>> Begin

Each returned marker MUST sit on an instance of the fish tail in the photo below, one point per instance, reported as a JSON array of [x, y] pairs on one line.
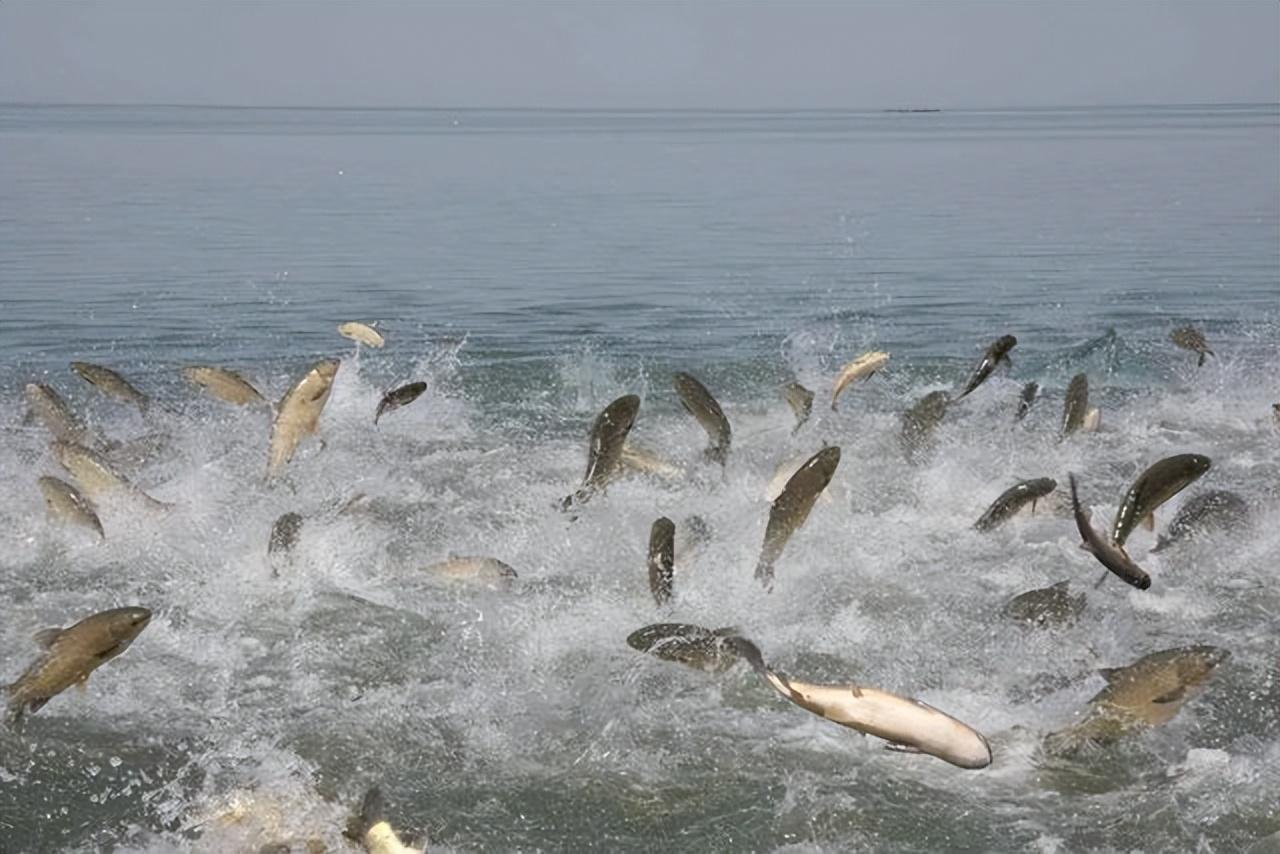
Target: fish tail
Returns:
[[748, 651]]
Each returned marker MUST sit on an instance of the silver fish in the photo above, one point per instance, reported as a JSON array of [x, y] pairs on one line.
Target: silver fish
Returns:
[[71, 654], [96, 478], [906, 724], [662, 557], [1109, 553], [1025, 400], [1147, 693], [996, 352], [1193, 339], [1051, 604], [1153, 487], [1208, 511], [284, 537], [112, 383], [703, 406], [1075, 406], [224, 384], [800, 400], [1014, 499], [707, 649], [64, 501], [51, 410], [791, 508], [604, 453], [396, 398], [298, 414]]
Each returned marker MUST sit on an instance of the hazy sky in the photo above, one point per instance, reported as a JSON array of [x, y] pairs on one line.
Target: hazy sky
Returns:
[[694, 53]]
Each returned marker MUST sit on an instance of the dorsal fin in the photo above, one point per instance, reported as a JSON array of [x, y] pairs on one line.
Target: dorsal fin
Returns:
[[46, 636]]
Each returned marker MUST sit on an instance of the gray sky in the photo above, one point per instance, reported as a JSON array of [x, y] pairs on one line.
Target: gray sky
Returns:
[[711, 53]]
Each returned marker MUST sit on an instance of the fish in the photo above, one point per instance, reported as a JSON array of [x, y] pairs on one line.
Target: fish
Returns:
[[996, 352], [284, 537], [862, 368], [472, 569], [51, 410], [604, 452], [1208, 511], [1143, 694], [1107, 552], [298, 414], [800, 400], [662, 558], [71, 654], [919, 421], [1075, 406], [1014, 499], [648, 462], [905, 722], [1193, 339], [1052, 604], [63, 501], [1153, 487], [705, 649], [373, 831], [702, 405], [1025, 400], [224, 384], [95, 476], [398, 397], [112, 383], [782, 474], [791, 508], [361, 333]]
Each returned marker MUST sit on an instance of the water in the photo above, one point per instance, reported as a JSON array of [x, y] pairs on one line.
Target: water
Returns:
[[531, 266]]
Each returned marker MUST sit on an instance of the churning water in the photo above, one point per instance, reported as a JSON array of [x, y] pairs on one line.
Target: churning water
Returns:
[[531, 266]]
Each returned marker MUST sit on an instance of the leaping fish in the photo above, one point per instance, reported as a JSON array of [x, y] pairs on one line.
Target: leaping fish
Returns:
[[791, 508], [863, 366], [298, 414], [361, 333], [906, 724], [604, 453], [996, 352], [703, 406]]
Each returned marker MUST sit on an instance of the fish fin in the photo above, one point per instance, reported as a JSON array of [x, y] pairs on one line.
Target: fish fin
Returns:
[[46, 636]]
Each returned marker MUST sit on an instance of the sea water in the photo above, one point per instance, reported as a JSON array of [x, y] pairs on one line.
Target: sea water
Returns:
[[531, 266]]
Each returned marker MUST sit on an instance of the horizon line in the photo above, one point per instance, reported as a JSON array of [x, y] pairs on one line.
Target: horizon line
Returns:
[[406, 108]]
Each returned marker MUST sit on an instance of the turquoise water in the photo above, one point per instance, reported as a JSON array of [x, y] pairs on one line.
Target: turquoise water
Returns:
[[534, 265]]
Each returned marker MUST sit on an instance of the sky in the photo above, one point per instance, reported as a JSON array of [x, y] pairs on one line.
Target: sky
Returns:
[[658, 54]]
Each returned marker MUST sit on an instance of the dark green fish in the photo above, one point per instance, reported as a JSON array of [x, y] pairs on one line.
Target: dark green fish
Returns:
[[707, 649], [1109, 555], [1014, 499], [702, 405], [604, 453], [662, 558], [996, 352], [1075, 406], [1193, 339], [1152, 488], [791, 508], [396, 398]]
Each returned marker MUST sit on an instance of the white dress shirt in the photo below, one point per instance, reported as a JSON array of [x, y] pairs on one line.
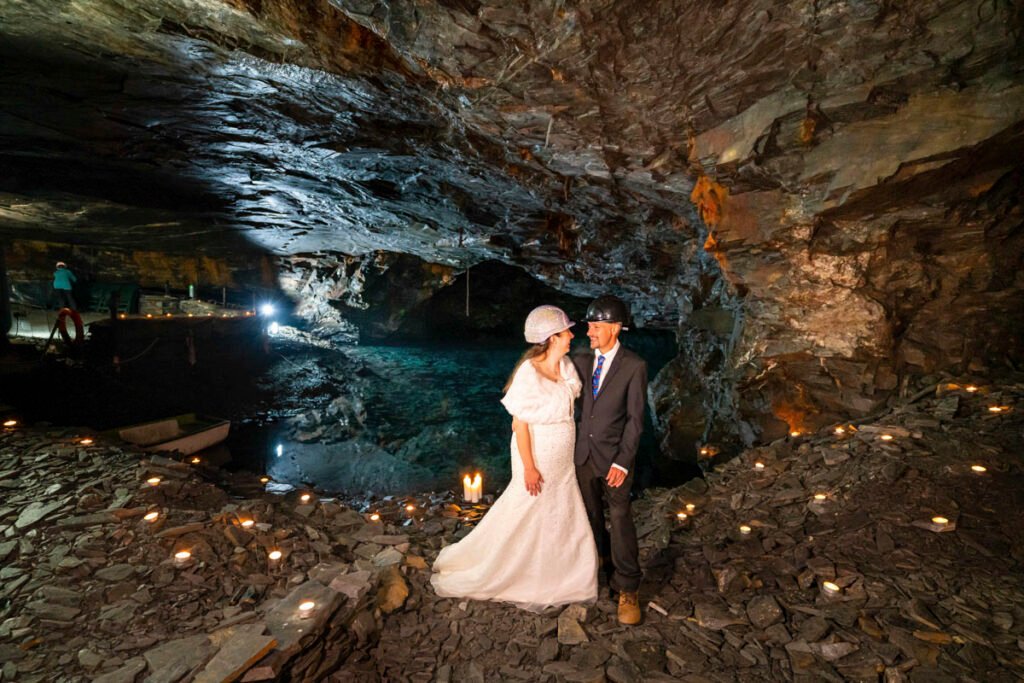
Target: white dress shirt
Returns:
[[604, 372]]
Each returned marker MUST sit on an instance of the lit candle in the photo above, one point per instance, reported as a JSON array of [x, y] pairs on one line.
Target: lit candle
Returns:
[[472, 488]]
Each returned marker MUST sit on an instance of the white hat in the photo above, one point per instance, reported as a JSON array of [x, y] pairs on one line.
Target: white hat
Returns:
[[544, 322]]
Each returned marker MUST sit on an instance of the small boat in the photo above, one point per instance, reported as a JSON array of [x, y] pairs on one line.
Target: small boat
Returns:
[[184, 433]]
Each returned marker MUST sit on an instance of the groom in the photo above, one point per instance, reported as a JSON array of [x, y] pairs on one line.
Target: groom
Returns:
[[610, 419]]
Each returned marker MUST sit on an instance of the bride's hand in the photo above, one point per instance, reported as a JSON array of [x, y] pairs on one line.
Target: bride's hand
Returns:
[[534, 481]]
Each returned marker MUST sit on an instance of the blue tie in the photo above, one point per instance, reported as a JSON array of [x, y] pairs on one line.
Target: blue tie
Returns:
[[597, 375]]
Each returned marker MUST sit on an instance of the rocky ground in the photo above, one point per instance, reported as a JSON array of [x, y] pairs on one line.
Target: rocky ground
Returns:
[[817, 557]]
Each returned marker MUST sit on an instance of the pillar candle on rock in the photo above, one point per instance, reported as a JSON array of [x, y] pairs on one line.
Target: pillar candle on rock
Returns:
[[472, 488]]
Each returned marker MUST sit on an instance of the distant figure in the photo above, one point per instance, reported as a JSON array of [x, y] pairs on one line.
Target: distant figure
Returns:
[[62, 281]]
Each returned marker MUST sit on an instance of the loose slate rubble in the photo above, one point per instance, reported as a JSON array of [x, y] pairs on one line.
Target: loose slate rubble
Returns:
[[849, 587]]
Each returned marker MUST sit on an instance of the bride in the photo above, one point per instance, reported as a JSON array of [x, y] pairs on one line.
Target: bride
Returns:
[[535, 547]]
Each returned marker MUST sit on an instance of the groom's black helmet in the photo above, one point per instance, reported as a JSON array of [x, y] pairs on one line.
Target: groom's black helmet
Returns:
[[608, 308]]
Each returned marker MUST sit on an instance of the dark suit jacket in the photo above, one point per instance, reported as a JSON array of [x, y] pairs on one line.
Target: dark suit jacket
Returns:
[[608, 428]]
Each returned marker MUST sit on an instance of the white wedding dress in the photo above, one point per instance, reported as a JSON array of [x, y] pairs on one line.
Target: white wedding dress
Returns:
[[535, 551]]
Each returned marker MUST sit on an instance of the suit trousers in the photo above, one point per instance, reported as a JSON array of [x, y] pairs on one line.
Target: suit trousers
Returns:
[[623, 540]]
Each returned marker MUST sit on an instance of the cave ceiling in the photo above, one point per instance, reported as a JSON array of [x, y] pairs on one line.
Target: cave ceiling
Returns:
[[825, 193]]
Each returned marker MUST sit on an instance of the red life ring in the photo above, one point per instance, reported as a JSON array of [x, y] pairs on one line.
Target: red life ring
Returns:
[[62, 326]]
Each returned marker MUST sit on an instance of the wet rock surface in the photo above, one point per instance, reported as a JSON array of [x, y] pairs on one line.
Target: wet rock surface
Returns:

>> End
>> Begin

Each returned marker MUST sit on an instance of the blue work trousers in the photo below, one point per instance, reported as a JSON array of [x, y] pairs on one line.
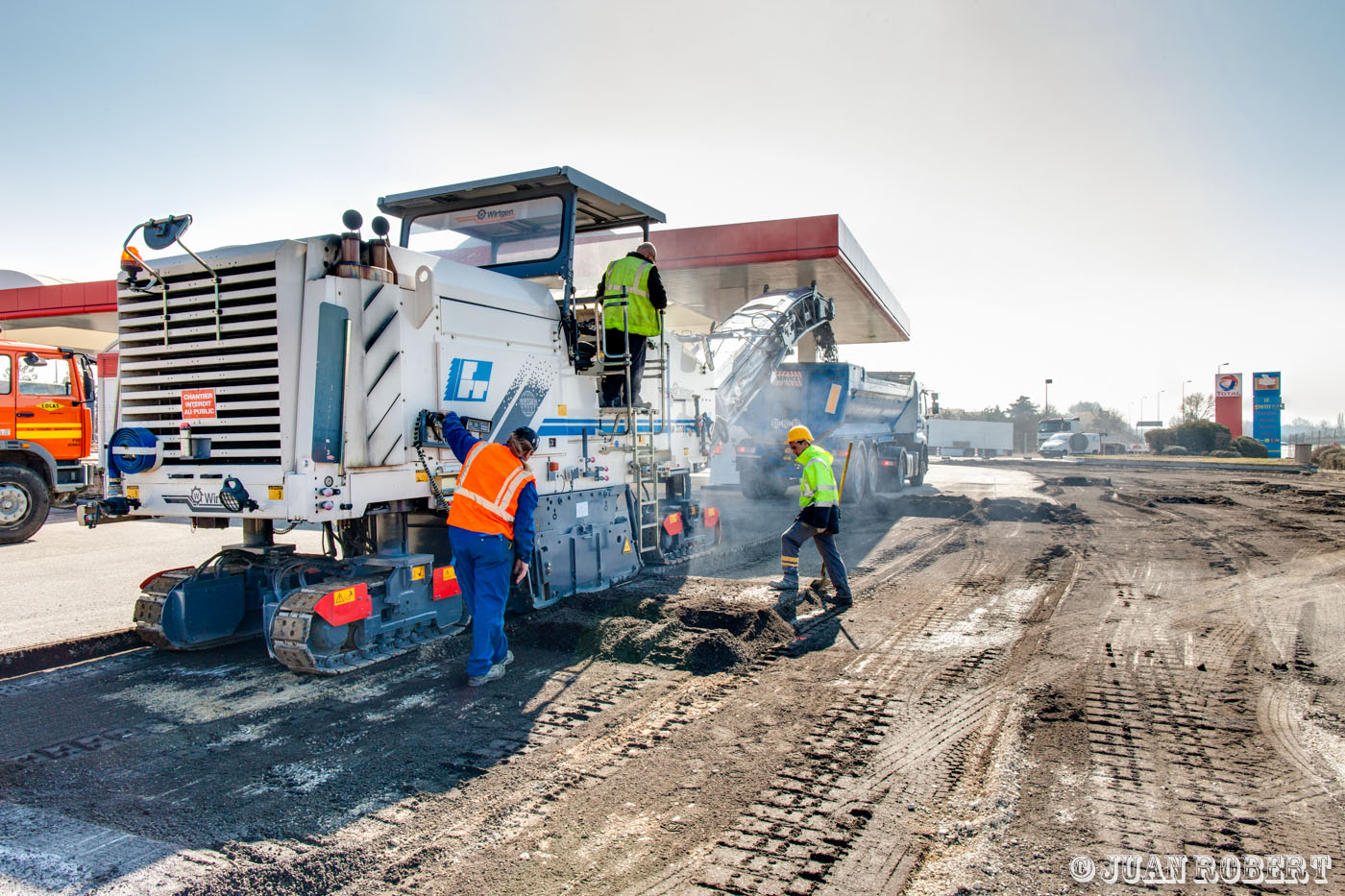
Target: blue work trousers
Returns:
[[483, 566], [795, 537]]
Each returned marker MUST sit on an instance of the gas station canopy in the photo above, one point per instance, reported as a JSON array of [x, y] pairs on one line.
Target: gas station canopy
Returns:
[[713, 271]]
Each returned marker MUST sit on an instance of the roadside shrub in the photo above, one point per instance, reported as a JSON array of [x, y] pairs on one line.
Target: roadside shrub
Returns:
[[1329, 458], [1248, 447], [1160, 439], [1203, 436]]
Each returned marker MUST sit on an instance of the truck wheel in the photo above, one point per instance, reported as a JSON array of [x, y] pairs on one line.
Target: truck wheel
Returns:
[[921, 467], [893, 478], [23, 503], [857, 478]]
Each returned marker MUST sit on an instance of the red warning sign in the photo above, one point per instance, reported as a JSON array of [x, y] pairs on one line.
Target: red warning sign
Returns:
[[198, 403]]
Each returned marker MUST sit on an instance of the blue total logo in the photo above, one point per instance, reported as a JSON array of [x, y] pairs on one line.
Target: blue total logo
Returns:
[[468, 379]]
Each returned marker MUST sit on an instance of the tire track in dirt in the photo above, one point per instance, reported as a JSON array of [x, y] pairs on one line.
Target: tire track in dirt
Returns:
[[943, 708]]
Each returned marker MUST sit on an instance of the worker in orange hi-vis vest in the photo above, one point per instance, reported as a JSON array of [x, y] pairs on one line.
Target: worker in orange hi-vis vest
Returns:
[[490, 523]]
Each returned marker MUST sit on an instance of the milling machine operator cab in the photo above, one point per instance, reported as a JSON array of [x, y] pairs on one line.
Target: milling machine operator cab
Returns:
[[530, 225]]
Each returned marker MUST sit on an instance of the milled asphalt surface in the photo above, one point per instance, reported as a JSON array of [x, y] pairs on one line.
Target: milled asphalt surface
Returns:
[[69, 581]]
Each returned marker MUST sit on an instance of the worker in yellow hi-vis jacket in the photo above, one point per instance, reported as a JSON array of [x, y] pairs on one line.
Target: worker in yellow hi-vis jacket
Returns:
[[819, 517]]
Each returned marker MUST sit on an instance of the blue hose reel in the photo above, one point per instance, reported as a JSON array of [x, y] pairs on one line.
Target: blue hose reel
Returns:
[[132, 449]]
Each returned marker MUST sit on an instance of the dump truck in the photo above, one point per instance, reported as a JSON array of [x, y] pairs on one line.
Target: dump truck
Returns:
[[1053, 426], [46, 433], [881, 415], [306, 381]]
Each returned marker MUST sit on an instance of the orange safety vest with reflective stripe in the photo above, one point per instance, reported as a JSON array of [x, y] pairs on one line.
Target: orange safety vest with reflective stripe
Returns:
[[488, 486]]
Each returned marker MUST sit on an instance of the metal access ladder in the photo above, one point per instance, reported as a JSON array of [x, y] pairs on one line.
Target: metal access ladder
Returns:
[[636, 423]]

>> End
>> Begin

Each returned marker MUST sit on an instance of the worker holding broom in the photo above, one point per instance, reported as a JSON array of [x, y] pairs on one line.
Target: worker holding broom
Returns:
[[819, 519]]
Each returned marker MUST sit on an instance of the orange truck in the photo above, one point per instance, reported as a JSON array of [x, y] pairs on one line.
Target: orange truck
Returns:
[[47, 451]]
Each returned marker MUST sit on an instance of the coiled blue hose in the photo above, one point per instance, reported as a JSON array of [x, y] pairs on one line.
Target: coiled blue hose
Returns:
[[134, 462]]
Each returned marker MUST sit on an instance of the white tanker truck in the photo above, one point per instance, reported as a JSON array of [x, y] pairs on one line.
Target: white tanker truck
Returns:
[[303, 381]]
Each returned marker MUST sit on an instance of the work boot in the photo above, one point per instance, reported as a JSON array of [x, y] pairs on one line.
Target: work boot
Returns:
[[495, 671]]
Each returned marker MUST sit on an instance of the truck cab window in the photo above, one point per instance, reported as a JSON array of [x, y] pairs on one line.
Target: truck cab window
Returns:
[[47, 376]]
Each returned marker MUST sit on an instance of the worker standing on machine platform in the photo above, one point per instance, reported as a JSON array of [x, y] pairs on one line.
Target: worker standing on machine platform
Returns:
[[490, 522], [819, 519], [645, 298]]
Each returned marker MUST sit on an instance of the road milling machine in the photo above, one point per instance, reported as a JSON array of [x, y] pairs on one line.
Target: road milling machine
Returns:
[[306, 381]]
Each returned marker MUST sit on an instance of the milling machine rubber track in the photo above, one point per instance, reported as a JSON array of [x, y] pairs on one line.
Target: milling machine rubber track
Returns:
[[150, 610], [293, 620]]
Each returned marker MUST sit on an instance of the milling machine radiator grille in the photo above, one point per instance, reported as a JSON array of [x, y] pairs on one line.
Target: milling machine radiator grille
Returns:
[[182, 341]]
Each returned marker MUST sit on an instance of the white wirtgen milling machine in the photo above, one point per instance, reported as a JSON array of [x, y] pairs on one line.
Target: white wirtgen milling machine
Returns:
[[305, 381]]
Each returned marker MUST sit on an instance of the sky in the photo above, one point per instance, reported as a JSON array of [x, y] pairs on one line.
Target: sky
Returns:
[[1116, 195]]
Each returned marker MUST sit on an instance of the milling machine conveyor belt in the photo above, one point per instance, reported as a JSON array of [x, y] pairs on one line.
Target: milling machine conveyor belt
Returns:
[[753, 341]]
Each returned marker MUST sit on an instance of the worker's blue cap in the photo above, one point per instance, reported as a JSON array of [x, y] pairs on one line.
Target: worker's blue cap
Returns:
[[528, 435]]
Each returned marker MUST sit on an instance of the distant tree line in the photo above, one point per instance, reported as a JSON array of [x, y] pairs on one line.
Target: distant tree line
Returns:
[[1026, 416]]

>> End

Write out as a numbered list the lines starting with the line that contains "the work boot" and going on through the line that contains "[[495, 671]]", leaving out any blank lines.

EXERCISE OUTPUT —
1. Each returned marker MUST sit on an instance of the work boot in the photo above, one point per instance, reported as a JSON array of [x, y] pairs on one line.
2. Target: work boot
3. Returns:
4. [[495, 671]]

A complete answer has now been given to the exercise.